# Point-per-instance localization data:
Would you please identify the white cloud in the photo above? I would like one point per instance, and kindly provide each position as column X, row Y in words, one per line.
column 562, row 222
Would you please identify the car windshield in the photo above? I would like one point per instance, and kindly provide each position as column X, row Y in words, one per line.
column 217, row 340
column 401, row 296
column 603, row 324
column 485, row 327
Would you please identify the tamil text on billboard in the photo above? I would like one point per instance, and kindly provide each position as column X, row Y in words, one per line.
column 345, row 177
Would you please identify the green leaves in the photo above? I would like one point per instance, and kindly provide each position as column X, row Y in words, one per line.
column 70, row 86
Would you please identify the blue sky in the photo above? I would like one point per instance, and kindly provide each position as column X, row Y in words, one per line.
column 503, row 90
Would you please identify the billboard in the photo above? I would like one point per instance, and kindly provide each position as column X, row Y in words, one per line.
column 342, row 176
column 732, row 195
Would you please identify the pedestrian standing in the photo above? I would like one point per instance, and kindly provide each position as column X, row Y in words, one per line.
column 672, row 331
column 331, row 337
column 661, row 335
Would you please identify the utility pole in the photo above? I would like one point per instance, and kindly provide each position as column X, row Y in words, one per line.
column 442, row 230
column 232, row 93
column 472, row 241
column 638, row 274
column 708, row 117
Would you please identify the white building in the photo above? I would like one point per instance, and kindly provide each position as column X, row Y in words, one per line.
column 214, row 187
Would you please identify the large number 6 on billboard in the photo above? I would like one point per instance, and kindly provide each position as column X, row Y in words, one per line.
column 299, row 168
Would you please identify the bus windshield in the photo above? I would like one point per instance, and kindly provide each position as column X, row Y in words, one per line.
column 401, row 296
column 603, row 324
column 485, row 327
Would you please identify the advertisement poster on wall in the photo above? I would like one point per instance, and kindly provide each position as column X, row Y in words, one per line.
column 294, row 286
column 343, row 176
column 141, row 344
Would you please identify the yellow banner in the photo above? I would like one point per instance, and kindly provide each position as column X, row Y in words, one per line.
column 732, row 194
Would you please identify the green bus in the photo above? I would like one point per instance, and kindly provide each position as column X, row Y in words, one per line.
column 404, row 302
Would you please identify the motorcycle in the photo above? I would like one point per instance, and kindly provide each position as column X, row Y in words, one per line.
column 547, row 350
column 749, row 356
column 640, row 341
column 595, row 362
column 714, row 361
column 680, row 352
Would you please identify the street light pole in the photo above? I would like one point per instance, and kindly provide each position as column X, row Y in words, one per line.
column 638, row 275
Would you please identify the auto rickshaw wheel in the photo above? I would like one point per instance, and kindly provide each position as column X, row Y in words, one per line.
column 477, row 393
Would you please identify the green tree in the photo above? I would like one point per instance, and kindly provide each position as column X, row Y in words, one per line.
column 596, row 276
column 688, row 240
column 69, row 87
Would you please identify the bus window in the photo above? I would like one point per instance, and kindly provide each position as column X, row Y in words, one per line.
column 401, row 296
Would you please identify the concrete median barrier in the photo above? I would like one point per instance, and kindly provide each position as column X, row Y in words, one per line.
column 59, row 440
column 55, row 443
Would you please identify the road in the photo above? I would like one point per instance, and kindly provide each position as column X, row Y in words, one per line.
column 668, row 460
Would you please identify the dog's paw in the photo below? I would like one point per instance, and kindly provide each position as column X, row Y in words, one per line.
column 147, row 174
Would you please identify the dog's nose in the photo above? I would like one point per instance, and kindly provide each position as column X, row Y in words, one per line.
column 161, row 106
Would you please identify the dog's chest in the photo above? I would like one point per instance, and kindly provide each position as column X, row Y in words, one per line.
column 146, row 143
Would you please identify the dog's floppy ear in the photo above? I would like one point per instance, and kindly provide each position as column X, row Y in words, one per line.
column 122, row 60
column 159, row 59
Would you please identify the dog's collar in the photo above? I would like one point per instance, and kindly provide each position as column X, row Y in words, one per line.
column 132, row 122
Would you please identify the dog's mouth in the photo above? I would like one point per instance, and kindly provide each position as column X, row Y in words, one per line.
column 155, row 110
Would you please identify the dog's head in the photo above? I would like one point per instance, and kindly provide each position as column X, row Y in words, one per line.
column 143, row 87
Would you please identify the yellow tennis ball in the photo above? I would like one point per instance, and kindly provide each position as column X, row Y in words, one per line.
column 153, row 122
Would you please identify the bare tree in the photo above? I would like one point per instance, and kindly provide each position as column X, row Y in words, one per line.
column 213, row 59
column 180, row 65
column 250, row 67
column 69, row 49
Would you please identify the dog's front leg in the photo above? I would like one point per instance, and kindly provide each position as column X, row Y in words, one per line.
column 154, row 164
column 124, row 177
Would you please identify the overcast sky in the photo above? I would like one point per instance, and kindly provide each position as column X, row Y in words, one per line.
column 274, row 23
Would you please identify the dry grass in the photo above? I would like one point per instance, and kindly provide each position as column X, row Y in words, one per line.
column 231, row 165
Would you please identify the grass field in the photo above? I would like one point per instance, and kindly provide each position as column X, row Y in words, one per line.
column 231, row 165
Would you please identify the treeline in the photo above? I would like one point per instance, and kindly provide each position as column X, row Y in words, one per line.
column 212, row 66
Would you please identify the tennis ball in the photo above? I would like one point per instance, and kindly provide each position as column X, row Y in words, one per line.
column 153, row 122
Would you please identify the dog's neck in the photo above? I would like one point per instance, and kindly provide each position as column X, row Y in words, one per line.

# Problem details:
Return all of the data precisely as it appears.

# Task output:
Would you please identify the white cloud in the photo above? I would like one point per instance, and kindly provide each position as column X, row Y in words, one per line.
column 562, row 222
Would you please identify the car windshield in the photo above? I would like one point per instance, and kindly provide each position as column X, row Y in words, one per line.
column 217, row 340
column 401, row 296
column 603, row 324
column 485, row 327
Would you please identify the tamil text on billboard in the photo above? I would like one point per instance, and kindly provide each position as column X, row Y in words, one per line.
column 345, row 177
Would you please identify the green leaves in the photo above? I would like one point per instance, and kindly provide each position as column X, row Y in words, one per line.
column 70, row 86
Would you please identify the blue sky in the photo above? I would like one point per instance, and kindly provide each position as column X, row Y in words, one per line.
column 503, row 90
Would you please identify the billboard in the photo above? I would like one point per instance, and kindly provide each position as column X, row Y in words, one per line.
column 342, row 176
column 732, row 195
Would you please identify the pedestrian standing in the photo above? I would like one point per instance, and kindly provide each position as column X, row Y in words, one per line.
column 672, row 331
column 331, row 337
column 661, row 335
Would you please identify the utility pole in the photo above? I would like one point per instance, and kindly provide each position as column X, row Y in words, one per line.
column 442, row 230
column 232, row 93
column 472, row 241
column 638, row 274
column 708, row 117
Would you please identify the white building in the photo above? I would like one point per instance, and kindly provide each position as column X, row Y in words, one per line.
column 214, row 187
Would you please identify the large number 6 on billboard in the photo above? I would like one point per instance, and kindly provide each position as column X, row Y in words, one per line.
column 299, row 168
Would you please identify the bus windshield in the photo above? I would like one point per instance, and kindly provide each position as column X, row Y in words, one per line.
column 401, row 296
column 603, row 324
column 485, row 327
Would you please identify the advertisement poster on wall in the photo above? I would like one point per instance, and kindly provide each position as column X, row Y in words, one per line.
column 294, row 286
column 343, row 176
column 141, row 344
Would you please identify the yellow banner in the photo above? I would like one point per instance, and kindly provide each position as column X, row Y in words, one per line.
column 732, row 194
Would you please identify the green bus in the photo above? I would like one point per instance, and kindly provide each position as column X, row Y in words, one per line.
column 404, row 302
Would you please identify the motorcycle in the photo above? I would like one point per instance, and kindly provide each position as column X, row Y in words, one per line.
column 547, row 350
column 749, row 356
column 640, row 341
column 595, row 362
column 714, row 361
column 680, row 352
Would you please identify the street light pole in the photo above? I would like one point per instance, and kindly provide each position as column X, row Y in words, one per line.
column 638, row 275
Would you please identify the auto rickshaw wheel in the photo above? I would like one point per instance, and kindly provide each position as column X, row Y in words, one per line.
column 477, row 393
Would you please identify the green tree in the photo above? I would like one point per instance, and kindly provide each position as column X, row Y in words, one per line.
column 596, row 276
column 688, row 240
column 69, row 87
Would you please identify the bus window in the photo above? I would like one point per instance, and kindly provide each position as column X, row Y in words, one per line.
column 401, row 296
Would you please identify the concrete median barrier in the photo above? I would like one point per instance, and kindly provide each position as column X, row Y in words, one per line.
column 59, row 440
column 55, row 443
Would you please identify the road in the photo above? I would like one point per instance, and kindly provide each position as column X, row Y in words, one per line.
column 668, row 460
Would you please identify the dog's paw in the photo below? I would like one point per instance, and kindly provide each position as column X, row Y in words, one per line.
column 147, row 174
Would you please identify the dog's nose in the photo above? I would like one point per instance, and kindly provide each position as column X, row Y in words, one per line.
column 161, row 106
Would you please identify the dog's chest in the photo above? I would like one point per instance, and kindly provide each position as column X, row Y in words, one per line.
column 146, row 143
Would you please identify the dog's floppy ear in the photo above? I would like one point per instance, and kindly provide each position as column X, row Y in words, one per line.
column 122, row 60
column 159, row 59
Would you please identify the dog's collar in the photo above? I would like one point per instance, and kindly provide each position as column X, row Y in words, one per line.
column 132, row 122
Would you please identify the dog's mouth in the photo above? I would like one point per instance, and kindly provide each position as column X, row Y in words, one per line.
column 155, row 110
Would you please identify the dog's head in the photo above? I would like one point per instance, and kindly provide each position as column X, row Y in words, one per line.
column 143, row 87
Would you please identify the yellow tennis ball in the photo above? I would like one point per instance, and kindly provide each position as column X, row Y in words, one per line.
column 153, row 122
Would you please identify the bare tree in the photo above? I would like one point per instance, and kindly provide each position as column X, row Y in words, one per line.
column 213, row 59
column 180, row 65
column 250, row 67
column 69, row 49
Would you please identify the dog's front leg in the photo above? I would like one point per instance, and kindly provide each position as column X, row Y in words, one per line.
column 154, row 164
column 124, row 177
Would you please identify the overcast sky in the photo above? I would like one point per instance, and kindly provide each position as column X, row Y in words, one per line.
column 274, row 23
Would you please identify the dry grass in the photo above? I would like one point per instance, and kindly provide each position as column X, row Y in words, one per line.
column 231, row 165
Would you please identify the grass field in the photo above? I would like one point per instance, and kindly provide each position as column X, row Y in words, one per line.
column 231, row 165
Would you please identify the treeline in the photo above? I would like one point per instance, and kindly provide each position as column X, row Y in words, one per line.
column 212, row 66
Would you please identify the tennis ball in the photo above? I would like one point per instance, and kindly provide each position as column X, row Y in words, one per line.
column 153, row 122
Would you please identify the dog's neck in the photo above? I would like one point per instance, and kindly provide each position as column X, row Y in words, one per line.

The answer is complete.